*THE TASK*:
Print each entry word for word without images.
----------
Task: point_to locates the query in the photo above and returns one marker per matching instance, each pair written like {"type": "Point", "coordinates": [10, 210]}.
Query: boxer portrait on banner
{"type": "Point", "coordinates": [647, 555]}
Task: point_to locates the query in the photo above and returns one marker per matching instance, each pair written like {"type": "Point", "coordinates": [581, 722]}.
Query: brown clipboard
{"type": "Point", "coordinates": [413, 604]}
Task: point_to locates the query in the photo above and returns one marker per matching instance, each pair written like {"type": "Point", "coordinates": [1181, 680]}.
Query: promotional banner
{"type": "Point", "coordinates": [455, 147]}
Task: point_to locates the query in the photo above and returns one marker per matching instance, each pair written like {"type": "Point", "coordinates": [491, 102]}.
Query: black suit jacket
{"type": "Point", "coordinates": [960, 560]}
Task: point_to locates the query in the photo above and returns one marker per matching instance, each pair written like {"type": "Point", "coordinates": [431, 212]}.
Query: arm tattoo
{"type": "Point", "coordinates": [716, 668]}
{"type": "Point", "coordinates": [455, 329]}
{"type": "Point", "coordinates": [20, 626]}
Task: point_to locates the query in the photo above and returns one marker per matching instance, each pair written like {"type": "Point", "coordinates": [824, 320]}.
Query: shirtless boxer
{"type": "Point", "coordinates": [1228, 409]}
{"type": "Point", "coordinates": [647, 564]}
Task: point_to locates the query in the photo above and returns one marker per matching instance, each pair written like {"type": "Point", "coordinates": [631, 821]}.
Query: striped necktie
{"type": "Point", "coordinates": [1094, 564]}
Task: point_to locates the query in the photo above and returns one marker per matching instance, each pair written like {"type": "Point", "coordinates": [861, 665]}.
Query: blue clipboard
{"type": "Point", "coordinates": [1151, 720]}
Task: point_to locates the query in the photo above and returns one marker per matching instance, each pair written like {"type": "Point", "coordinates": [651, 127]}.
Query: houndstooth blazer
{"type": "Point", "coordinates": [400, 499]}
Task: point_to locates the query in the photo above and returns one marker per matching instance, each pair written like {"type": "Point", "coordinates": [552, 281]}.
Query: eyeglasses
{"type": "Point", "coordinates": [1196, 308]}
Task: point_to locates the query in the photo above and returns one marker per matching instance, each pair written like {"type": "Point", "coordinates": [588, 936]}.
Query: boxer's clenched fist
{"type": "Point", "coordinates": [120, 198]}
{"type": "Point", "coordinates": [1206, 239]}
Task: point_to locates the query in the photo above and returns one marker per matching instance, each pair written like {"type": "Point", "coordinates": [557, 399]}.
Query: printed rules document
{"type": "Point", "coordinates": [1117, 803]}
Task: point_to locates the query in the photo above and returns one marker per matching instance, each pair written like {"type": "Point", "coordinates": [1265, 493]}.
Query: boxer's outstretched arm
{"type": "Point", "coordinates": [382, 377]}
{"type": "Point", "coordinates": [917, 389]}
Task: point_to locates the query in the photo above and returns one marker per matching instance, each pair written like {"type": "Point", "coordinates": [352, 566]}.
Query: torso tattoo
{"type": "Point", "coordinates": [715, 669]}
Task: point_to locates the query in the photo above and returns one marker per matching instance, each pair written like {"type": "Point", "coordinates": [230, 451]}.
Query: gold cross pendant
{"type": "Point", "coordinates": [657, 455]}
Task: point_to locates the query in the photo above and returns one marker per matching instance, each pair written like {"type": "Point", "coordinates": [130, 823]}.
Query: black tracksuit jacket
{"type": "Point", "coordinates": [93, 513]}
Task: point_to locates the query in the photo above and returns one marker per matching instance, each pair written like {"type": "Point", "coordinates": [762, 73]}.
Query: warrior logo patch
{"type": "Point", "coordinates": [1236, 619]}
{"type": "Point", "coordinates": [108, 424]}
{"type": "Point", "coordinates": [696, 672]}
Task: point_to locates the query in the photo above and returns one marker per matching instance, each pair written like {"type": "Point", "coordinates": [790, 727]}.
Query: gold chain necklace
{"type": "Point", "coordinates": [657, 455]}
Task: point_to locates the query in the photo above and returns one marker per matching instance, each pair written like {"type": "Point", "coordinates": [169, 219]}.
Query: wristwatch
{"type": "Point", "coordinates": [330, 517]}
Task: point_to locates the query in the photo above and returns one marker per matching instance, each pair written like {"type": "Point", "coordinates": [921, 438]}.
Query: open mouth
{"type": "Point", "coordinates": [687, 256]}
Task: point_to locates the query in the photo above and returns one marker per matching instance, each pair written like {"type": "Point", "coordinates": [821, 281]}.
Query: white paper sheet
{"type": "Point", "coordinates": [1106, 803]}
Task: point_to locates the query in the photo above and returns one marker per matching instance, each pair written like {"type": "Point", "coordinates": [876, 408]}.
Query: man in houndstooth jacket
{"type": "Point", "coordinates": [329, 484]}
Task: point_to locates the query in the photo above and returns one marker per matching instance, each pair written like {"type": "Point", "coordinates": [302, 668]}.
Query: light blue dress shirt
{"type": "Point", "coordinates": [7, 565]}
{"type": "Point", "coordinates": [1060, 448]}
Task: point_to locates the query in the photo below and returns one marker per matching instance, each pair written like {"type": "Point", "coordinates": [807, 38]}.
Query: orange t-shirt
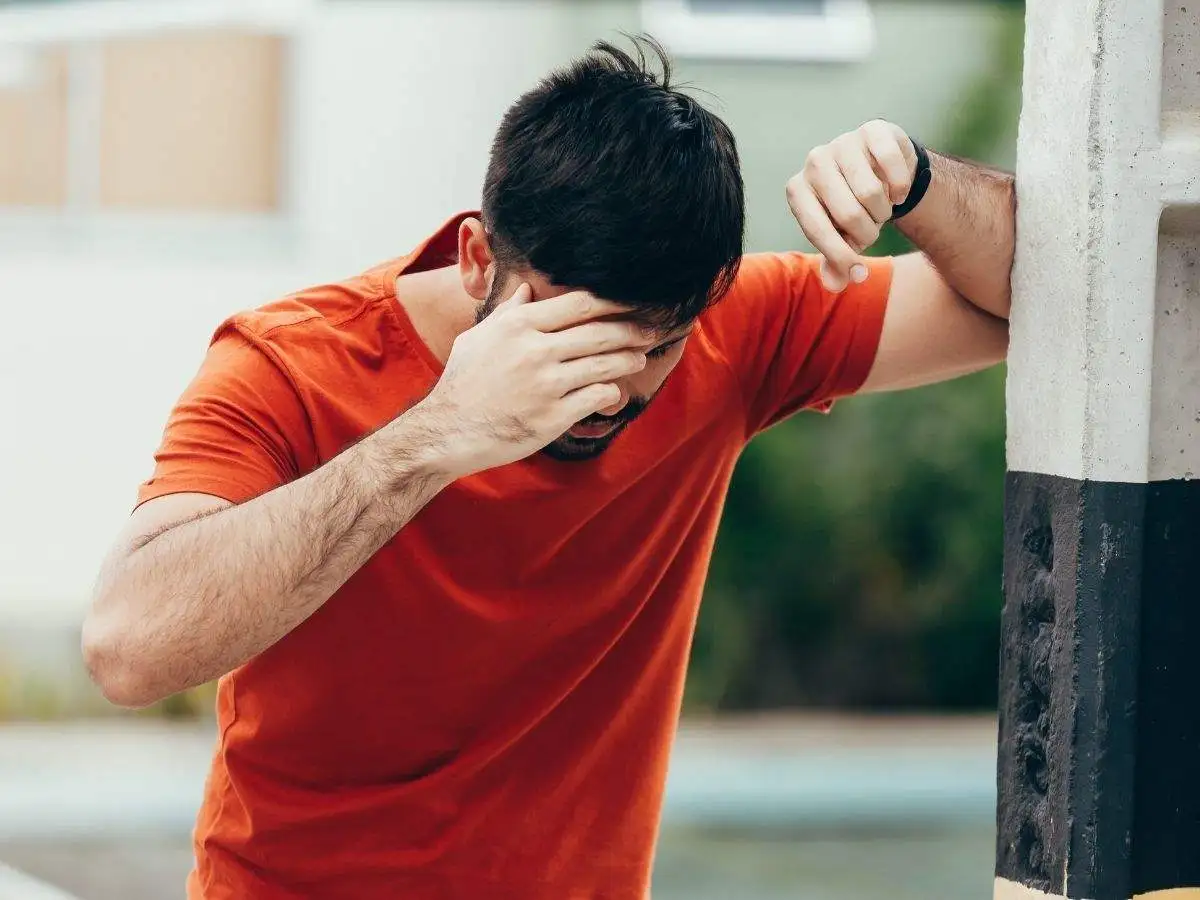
----------
*THE ANSWER*:
Task: point_to locates the query in the photo above and returns one marker per matching instance, each pair written like {"type": "Point", "coordinates": [10, 210]}.
Query: boxer portrait on banner
{"type": "Point", "coordinates": [647, 555]}
Task: point_to locates the query in the photo above and returns one marker per matching instance, each pair written like {"type": "Point", "coordinates": [581, 722]}.
Query: brown clipboard
{"type": "Point", "coordinates": [413, 604]}
Task: point_to locates the query in the photo above and returns one marker per matching instance, each pair written like {"type": "Point", "coordinates": [1181, 680]}.
Query: promotional banner
{"type": "Point", "coordinates": [455, 147]}
Task: point_to locates the query in the photo above and returns one marker per matching instance, each pair written like {"type": "Point", "coordinates": [491, 102]}.
Query: black suit jacket
{"type": "Point", "coordinates": [960, 560]}
Task: point_to locates the query in the photo above and returns one marker per matching instance, each pair written like {"type": "Point", "coordinates": [431, 212]}.
Query: arm tattoo
{"type": "Point", "coordinates": [716, 668]}
{"type": "Point", "coordinates": [455, 329]}
{"type": "Point", "coordinates": [20, 626]}
Task: point_to locates the query in the photo above and returns one marker per matching instance, each pair written like {"type": "Point", "coordinates": [824, 320]}.
Query: shirtless boxer
{"type": "Point", "coordinates": [1228, 409]}
{"type": "Point", "coordinates": [647, 564]}
Task: point_to locates the query in the photo above and returns one marker per matching instance, each pair written like {"type": "Point", "coordinates": [631, 821]}.
Query: striped necktie
{"type": "Point", "coordinates": [1094, 564]}
Task: point_to locates the query in the photo above and returns one marker per matching instance, each pair written like {"type": "Point", "coordinates": [861, 665]}.
Query: blue clipboard
{"type": "Point", "coordinates": [1151, 720]}
Task: point_to locates the query in the photo above and returns one marker per matching instance, each pair written like {"type": "Point", "coordinates": [651, 127]}.
Query: houndstooth blazer
{"type": "Point", "coordinates": [400, 499]}
Task: point_to locates the query in the photo above and returns one marker per matching instance, each pair written like {"type": "Point", "coordinates": [552, 281]}.
Query: eyeglasses
{"type": "Point", "coordinates": [1196, 308]}
Task: point_to locates the query in the photo above and returns one marker per matching instance, each pair written like {"type": "Point", "coordinates": [588, 936]}.
Query: boxer's clenched fist
{"type": "Point", "coordinates": [120, 198]}
{"type": "Point", "coordinates": [1206, 239]}
Task: point_to locates the query in the photo above and returns one marker per matching instance, each pair written like {"type": "Point", "coordinates": [557, 399]}.
Query: printed rules document
{"type": "Point", "coordinates": [1117, 803]}
Task: point_to locates the query in the photo above and returns one marker per matching instance, each pair written like {"type": "Point", "coordinates": [1265, 493]}.
Query: boxer's outstretched arm
{"type": "Point", "coordinates": [382, 377]}
{"type": "Point", "coordinates": [917, 389]}
Task: point_to locates the query in the photo above and returns one marker per matching instance, each pair written like {"type": "Point", "coordinates": [352, 566]}.
Query: torso tattoo
{"type": "Point", "coordinates": [715, 669]}
Task: point_to locates the query in the photo above and returns one marker per matching instance, each pair written like {"type": "Point", "coordinates": [230, 451]}.
Query: gold cross pendant
{"type": "Point", "coordinates": [657, 455]}
Task: point_to locates the query in the photo above and returns one marker per matching instance, each pair written like {"type": "Point", "coordinates": [130, 823]}.
Query: black tracksuit jacket
{"type": "Point", "coordinates": [93, 513]}
Task: point_to locates the query in the photo above and returns one marker per matching instance, each pair written like {"type": "Point", "coordinates": [762, 73]}.
Query: warrior logo patch
{"type": "Point", "coordinates": [1236, 619]}
{"type": "Point", "coordinates": [108, 424]}
{"type": "Point", "coordinates": [696, 672]}
Task: point_to locates the query in the photo above and returns one marker per matching instance, each pair written like {"type": "Point", "coordinates": [790, 727]}.
Query: gold chain necklace
{"type": "Point", "coordinates": [657, 455]}
Task: point_to locates the query in the photo above and returns one marker per matching instance, each pair written like {"type": "Point", "coordinates": [169, 219]}.
Query: wristwatch
{"type": "Point", "coordinates": [330, 517]}
Task: point_to locates the query in the photo above and returns one marker per matching instance, each pair written like {"type": "Point", "coordinates": [921, 438]}.
Query: open mouth
{"type": "Point", "coordinates": [687, 256]}
Task: point_to locates the query in the photo above and returns one marker per matching instance, each pair written like {"type": "Point", "coordinates": [821, 281]}.
Query: white paper sheet
{"type": "Point", "coordinates": [1106, 803]}
Task: point_to locates the query in the photo above and returns one marker per matching instance, each pair written like {"type": "Point", "coordinates": [876, 408]}.
Query: man in houndstooth jacket
{"type": "Point", "coordinates": [329, 484]}
Task: point_to locates the query in the photo above and returns one marker per matching instance, each pair written like {"type": "Point", "coordinates": [302, 668]}.
Query: light blue dress shirt
{"type": "Point", "coordinates": [7, 565]}
{"type": "Point", "coordinates": [1060, 448]}
Task: point_to locates the query in the photo below and returns one marker per matching instance, each pair written like {"type": "Point", "coordinates": [807, 38]}.
Query: orange t-shirt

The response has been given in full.